(MATERIAL SUPPLIED Opens)

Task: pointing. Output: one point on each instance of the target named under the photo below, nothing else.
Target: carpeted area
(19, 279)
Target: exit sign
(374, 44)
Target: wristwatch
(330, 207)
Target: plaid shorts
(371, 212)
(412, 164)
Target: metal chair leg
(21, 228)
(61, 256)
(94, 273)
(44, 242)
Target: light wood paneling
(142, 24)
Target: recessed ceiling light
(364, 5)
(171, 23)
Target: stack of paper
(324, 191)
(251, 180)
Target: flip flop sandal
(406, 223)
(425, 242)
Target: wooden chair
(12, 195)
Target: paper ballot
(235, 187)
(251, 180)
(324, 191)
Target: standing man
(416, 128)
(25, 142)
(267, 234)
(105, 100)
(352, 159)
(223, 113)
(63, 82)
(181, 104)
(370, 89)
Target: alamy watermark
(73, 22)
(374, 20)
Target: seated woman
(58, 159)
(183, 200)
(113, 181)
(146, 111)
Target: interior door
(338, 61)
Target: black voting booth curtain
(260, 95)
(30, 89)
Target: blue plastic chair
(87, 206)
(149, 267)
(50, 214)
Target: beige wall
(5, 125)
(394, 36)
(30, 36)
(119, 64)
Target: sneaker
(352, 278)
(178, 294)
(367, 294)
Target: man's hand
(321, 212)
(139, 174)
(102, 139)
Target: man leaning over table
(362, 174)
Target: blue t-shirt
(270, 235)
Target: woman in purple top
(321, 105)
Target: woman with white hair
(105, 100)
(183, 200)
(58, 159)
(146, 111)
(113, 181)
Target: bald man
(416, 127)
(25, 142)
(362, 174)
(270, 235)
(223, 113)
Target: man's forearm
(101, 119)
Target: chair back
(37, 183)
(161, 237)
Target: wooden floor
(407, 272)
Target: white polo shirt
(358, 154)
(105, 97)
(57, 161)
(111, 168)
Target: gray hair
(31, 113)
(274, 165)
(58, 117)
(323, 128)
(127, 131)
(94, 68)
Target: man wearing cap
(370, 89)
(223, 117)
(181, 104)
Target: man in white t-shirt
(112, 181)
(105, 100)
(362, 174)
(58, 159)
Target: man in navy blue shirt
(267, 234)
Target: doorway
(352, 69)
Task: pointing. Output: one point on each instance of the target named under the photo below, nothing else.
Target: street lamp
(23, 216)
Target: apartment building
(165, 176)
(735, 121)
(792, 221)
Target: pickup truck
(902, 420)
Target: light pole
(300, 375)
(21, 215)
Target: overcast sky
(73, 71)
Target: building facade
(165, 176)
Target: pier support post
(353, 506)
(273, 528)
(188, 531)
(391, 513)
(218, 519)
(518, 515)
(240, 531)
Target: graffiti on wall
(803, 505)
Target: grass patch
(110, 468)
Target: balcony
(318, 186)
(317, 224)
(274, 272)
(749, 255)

(MATERIAL SUPPLIED Closes)

_WHAT YOU ARE ASKED TO DO_.
Please retype all of the records, keeping each line exactly as it is.

_RESULT_.
Task: pointing. Output: one point on each instance of the target named under the photo below, nothing else.
Target: carpeted area
(19, 279)
Target: exit sign
(374, 44)
Target: wristwatch
(330, 207)
Target: plaid shorts
(371, 212)
(412, 164)
Target: metal chair leg
(21, 228)
(61, 256)
(94, 273)
(44, 242)
Target: light wood paneling
(142, 24)
Target: recessed ceiling light
(364, 5)
(171, 23)
Target: stack of paper
(324, 191)
(251, 180)
Target: flip flop sandal
(406, 223)
(425, 242)
Target: wooden chair
(12, 195)
Target: paper ballot
(235, 187)
(251, 180)
(324, 191)
Target: standing man
(416, 128)
(25, 142)
(267, 234)
(105, 100)
(352, 159)
(223, 113)
(63, 82)
(181, 104)
(370, 89)
Target: alamy watermark
(73, 22)
(374, 20)
Target: seated woman
(58, 159)
(183, 200)
(113, 181)
(146, 111)
Target: interior door
(338, 61)
Target: black voting booth curtain
(260, 95)
(30, 89)
Target: blue plastic chair
(87, 206)
(149, 267)
(50, 214)
Target: beige wall
(5, 125)
(394, 36)
(30, 36)
(119, 64)
Target: sneaker
(352, 278)
(178, 294)
(367, 294)
Target: man's hand
(321, 212)
(139, 174)
(102, 139)
Target: man leaning over table
(362, 174)
Target: blue t-shirt
(270, 235)
Target: woman in purple top
(321, 105)
Target: woman with white hair
(105, 100)
(183, 200)
(58, 159)
(146, 111)
(113, 181)
Target: bald man
(416, 127)
(25, 142)
(362, 174)
(270, 235)
(223, 113)
Target: man's forearm
(101, 119)
Target: chair back
(37, 183)
(161, 237)
Target: wooden floor
(407, 272)
Target: white polo shirt
(358, 154)
(105, 97)
(57, 161)
(111, 168)
Target: gray hair
(31, 113)
(274, 165)
(58, 117)
(323, 128)
(127, 131)
(94, 68)
Target: man wearing cap
(370, 89)
(223, 117)
(181, 104)
Target: man in white t-shirt
(112, 181)
(105, 100)
(362, 174)
(58, 159)
Target: man in navy blue shirt
(267, 234)
Target: doorway
(352, 69)
Task: pointing. Output: one point on each instance of the target named under the photo below, nothing else.
Target: street lamp
(23, 216)
Target: apartment building
(165, 176)
(735, 121)
(792, 221)
Target: pickup truck
(902, 420)
Target: light pole
(300, 375)
(21, 215)
Target: overcast sky
(73, 71)
Target: building facade
(165, 176)
Target: pier support post
(353, 506)
(273, 528)
(188, 531)
(391, 513)
(218, 519)
(518, 515)
(240, 531)
Target: graffiti on wall
(803, 505)
Target: grass patch
(110, 468)
Target: balcony
(318, 186)
(317, 224)
(274, 272)
(749, 255)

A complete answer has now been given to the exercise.